THE REQUEST
Reproduce every one of the rows below verbatim, line by line, changing nothing.

--- start of EXERCISE INPUTS ---

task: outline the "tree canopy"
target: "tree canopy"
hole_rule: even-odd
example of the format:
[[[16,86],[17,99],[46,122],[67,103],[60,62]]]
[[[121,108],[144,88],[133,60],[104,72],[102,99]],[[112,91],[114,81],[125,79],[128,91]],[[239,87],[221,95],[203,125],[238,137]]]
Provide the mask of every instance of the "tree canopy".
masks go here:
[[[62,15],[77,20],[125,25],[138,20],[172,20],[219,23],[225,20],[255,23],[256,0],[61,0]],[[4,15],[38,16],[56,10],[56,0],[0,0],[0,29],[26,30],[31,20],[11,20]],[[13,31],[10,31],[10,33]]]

--- end of EXERCISE INPUTS ---

RESPONSE
task: outline the "tree canopy"
target: "tree canopy"
hole_rule: even-odd
example of the format:
[[[16,86],[17,99],[46,122],[67,103],[60,62]]]
[[[121,108],[144,88],[133,60],[104,72],[102,99]],[[112,91],[114,81],[125,79],[128,91]],[[239,87],[221,95],[203,125],[238,137]]]
Provide the mask of every instance of the "tree canopy".
masks go here:
[[[62,15],[77,20],[125,25],[138,20],[172,20],[219,23],[225,20],[255,23],[256,0],[61,0]],[[4,15],[38,16],[56,10],[56,0],[0,0],[0,29],[26,30],[31,20],[11,20]],[[13,31],[10,31],[10,33]]]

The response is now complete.